**Document source**
________
Aux américains de Paris

Le bon chasseur qui tire au vol rira de la méthode approximative et lente employée dans ces notes prises au jour le jour ; on y voit le tireur, le doigt sur la gâchette, attendre et tarder d'aboutir. C'est qu'il ne cesse de se sentir partagé entre deux sentiments assez opposés ; la ferme volonté de voir clair, de faire voir clair sur le personnage extraordinaire jeté tout au travers des choses d'Europe, et la volonté non moins ferme de ne pas réduire les biens, de ne pas accroître les maux qu'il était au pouvoir du nouveau venu de dispenser à la patrie et à l'univers. Tout dépendit de lui. La neutralité et l'intervention, l'armistice et la paix vivaient, non sans tapage, dans les sobres plis de son vêtement ajusté.

Jusqu'à ces derniers temps, un troisième sentiment mesurait aussi nos paroles ; nous devions nous appliquer à ne jamais atteindre nos grands alliés à travers leur premier magistrat. Depuis, le peuple d'Amérique semble s'être chargé de reprendre à son compte cette distinction.

De toute évidence, les bonnes relations franco-américaines sont dans la nature des choses ; elles sont surtout dans l'esprit des deux peuples. En ce qui nous concerne, j'en appelle aux Parisiens de 1918 ; ils n'oublieront jamais la fête inouïe donnée cette année-là le Jour de l'Indépendance de l'Amérique. Pour l'enthousiasme populaire et jailli de l'âme, ce Quatre Juillet marqua une heure unique. Nous avions eu de beaux défilés et d'émouvants cortèges. De nombreux Français, étrangers les uns aux autres, s'étaient vus, s'étaient reconnus et rejoints cœur à cœur. Ils avaient acclamé beaucoup d'Alliés et d'Amis, les uns puissants, les autres vaincus et spoliés. Jamais Paris ne s'était levé de la sorte, entier, comme un seul être, avec ce clair visage de confiance, de remerciement et d'espoir.
________
**Relevé des données**
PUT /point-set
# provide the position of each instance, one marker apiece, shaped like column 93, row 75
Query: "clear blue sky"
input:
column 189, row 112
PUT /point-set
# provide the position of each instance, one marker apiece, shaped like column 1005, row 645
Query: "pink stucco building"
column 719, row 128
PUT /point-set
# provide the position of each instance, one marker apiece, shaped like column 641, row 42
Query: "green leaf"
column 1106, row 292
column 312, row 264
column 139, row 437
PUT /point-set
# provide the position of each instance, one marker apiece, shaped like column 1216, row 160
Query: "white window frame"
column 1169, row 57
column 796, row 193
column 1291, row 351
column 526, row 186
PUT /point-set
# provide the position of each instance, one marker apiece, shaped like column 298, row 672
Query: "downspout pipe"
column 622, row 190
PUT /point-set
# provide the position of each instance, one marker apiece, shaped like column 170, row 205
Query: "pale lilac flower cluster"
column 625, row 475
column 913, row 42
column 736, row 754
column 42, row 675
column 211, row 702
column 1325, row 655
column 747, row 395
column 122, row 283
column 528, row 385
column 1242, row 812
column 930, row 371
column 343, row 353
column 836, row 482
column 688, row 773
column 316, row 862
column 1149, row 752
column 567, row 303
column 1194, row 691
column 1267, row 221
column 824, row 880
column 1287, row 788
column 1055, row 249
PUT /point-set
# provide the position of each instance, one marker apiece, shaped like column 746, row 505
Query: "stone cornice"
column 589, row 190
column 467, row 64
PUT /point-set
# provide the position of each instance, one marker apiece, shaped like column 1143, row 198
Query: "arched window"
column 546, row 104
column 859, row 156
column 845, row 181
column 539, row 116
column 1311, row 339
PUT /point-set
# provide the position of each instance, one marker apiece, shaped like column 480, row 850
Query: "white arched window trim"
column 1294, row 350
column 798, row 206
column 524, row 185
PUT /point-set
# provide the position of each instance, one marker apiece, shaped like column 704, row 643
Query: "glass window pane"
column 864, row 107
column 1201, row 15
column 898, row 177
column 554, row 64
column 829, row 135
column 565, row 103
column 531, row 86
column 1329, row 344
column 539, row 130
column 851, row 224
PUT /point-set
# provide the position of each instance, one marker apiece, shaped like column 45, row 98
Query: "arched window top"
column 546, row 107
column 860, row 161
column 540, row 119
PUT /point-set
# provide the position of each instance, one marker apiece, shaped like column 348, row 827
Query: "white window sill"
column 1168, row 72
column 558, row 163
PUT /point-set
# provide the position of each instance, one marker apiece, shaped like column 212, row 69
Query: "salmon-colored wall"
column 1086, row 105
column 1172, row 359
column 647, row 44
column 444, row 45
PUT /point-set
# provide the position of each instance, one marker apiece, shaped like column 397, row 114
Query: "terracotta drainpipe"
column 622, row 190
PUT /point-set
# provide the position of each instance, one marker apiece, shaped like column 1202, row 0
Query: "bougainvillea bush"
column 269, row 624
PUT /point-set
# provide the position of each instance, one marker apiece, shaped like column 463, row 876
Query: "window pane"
________
**Travail demandé**
1/ Dans le document source, reformulez de manière plus concise le paragraphe commençant par « De toute évidence, les bonnes relations franco-américaines » en conservant ses faits essentiels.
2/ Poursuivez le document source après sa dernière phrase, dans le même registre.

**Réponses**
1/ Les bonnes relations franco-américaines vont de soi et vivent surtout dans l'esprit des deux peuples. Les Parisiens de 1918 s'en souviennent : la fête du Quatre Juillet de cette année-là fut un moment unique d'enthousiasme populaire. Après de beaux défilés et des cortèges émouvants, où des Français inconnus les uns des autres s'étaient reconnus et avaient acclamé des Alliés puissants comme vaincus, Paris se leva tout entier, uni dans la confiance, la reconnaissance et l'espoir.

2/
À quelle minute tragique ! La pointe de la belle offensive qui devait se déclencher onze jours plus tard n'avait pas encore brillé. Bien peu se rendaient compte de l'effet décisif des mouvements du général Mangin le 11 juin. On espérait dans un grave silence. Sur la molle déclivité de cette avenue du Président-Wilson que nous appelions autrefois l'avenue du Trocadéro, je vois encore Poincaré et Clemenceau, assis dans la même voiture, muets, inclinés l'un vers l'autre, et qui ne se regardaient pas. Autour d'eux éclatait en musique vibrante l'harmonie des nations alliées, envahies, menacées, non désespérées. Par l'attitude des deux chefs, par celle de Paris entier, jamais ne s'était marquée avec cette force l'indomptable foi du pays.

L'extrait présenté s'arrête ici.